● HOW TO COMPLETE THIS TASK:
In the article on two of Cathie Wood's stocks, what was Zoom's enterprise client revenue in the most recent quarter?

Ark Invest CEO Cathie Wood made a name for herself by delivering robust returns for investors over the years. She focused on innovative growth companies that are disrupting both existing and emerging markets. While many of the stocks her funds favor have seen serious declines over the past year -- and such stocks may not be ideal for every investor -- those who have a long-term investment time horizon and the appropriate aptitude for risk tolerance can find an abundance of compelling stock picks among the lot. 

Today, I'm going to talk about two of Cathie Wood's most widely held stocks that the market has seriously discounted over the past year but which still possess strong underlying businesses that can sustain durable growth. If you have $1,000 to invest in stocks right now, here's why you may want to take a second look at powerhouse companies Zoom (ZM 0.83%) and Shopify (SHOP 0.28%).

1. Zoom 

Zoom is currently the top holding in Cathie Wood's flagship fund, ARKK Innovation ETF, with a portfolio weighting of 9%. The company may not be the favored investment that it was in the earlier days of the pandemic, but its key footprint within the multibillion-dollar video conferencing software market isn't something that investors should ignore. 

In the most recent quarter, Zoom reported revenue of $1.1 billion, a 7% increase on a currency-neutral basis from the year-ago period. The company also generated net income of $48 million for the period, which is a solid level of profitability. However, it represented a decrease on a year-over-year comparison.  

Digging deeper into the numbers, enterprise clients are driving the lion's share of growth for the business. In fact, Zoom's enterprise client revenue of $614 million comprised more than half of the company's total quarterly revenue and represented a notable increase of 20% from the year-ago period. Meanwhile, its cohort of high-spending customers contributing more than $100,000 in trailing-12-month revenue shot up 31% year over year. Zoom also generated free cash flow in the amount of $273 million in the quarter.  

It's a great sign that larger businesses across a variety of sectors are continuing to adopt Zoom on a broad scale, and this is driving its business growth forward even in this challenging environment. As the need for quality conferencing software and the accompanying solutions Zoom offers to connect distributed teams continue to grow, the company is well positioned to deliver to those needs.

The company also continues to upgrade its offerings, with one of the most recent being its omnichannel customer service solution, Zoom Contact Center, which it launched earlier in 2022. This segment alone faces a total addressable market opportunity that could reach $165 billion by the year 2030. All of these factors can prove to be notable tailwinds for the stock's future growth and for its shareholders. 

A $1,000 investment in the tech stock at its current share price would add approximately 15 shares to your portfolio. 

2. Shopify 

Shopify is the seventh largest holding in Cathie Wood's ARK ETF, with a portfolio weighting just shy of 5%.  The e-commerce giant has seen shares sell off in past months as growth has decelerated on a pandemic comparison, and it has gone from profitability to reporting generally accepted accounting principles (GAAP) net losses in recent quarters.

● STUDY MATERIAL:
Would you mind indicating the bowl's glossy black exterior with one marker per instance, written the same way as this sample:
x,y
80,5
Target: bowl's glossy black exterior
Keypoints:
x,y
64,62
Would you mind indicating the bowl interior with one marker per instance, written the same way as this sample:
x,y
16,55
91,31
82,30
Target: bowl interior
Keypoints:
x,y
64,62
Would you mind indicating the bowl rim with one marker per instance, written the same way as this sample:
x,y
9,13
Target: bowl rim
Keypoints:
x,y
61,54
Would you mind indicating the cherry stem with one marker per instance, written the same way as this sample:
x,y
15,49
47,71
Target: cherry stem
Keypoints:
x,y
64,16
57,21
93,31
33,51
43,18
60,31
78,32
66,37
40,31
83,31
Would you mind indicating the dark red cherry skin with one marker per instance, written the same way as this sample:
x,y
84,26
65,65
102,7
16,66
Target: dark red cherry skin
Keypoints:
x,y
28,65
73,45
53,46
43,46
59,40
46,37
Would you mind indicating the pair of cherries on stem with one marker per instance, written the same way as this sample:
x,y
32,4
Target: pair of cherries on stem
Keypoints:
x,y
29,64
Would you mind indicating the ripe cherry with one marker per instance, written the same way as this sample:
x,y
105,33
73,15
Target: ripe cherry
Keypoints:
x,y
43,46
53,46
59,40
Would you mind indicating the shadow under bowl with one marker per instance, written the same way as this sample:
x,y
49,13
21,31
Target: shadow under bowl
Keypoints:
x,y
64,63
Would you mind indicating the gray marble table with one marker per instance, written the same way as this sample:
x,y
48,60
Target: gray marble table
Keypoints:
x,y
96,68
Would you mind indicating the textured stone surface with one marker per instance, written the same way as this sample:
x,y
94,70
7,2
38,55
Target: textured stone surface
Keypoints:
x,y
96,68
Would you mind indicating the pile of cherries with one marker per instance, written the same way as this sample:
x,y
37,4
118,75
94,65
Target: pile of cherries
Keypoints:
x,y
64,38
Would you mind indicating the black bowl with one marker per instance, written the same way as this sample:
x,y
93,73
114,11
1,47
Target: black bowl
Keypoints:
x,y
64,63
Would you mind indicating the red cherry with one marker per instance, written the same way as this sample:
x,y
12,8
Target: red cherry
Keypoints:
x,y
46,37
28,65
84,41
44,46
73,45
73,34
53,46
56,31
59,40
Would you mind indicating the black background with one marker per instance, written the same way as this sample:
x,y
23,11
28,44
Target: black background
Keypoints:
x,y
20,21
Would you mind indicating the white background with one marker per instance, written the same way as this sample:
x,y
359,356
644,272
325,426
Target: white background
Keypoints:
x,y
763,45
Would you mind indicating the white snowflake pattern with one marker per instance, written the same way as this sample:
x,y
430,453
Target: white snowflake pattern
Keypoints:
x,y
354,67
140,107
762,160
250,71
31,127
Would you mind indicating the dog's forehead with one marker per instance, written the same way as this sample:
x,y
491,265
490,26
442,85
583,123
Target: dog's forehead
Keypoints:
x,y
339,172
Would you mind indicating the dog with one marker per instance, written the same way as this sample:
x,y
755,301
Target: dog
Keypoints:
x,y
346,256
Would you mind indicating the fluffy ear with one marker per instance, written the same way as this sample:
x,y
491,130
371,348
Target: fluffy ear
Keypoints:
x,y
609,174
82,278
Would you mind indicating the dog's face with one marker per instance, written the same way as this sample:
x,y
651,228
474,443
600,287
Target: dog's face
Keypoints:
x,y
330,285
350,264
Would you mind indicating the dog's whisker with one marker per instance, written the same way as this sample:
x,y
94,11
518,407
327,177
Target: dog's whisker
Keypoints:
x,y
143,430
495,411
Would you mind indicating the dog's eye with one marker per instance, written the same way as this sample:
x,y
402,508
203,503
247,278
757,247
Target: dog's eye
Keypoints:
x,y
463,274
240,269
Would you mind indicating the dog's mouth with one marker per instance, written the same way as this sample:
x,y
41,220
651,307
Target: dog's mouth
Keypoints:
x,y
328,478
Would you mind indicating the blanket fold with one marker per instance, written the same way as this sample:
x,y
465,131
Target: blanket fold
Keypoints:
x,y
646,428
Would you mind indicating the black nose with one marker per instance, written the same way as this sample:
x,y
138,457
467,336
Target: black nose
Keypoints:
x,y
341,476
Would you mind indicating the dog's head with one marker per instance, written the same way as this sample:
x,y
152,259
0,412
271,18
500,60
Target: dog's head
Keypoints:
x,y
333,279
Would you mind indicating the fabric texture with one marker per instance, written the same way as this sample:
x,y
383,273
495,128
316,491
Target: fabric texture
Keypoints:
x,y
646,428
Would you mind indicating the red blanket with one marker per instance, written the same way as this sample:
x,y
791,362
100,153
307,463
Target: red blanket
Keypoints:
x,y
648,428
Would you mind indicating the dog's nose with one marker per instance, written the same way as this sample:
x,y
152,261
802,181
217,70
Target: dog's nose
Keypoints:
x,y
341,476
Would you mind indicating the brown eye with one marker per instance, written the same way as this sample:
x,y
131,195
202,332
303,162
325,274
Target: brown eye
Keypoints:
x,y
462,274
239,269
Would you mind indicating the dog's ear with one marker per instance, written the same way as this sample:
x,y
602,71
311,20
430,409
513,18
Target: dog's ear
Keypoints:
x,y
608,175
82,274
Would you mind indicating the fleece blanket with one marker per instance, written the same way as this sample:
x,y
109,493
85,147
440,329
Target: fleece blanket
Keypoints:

● WRITTEN SOLUTION:
$614 million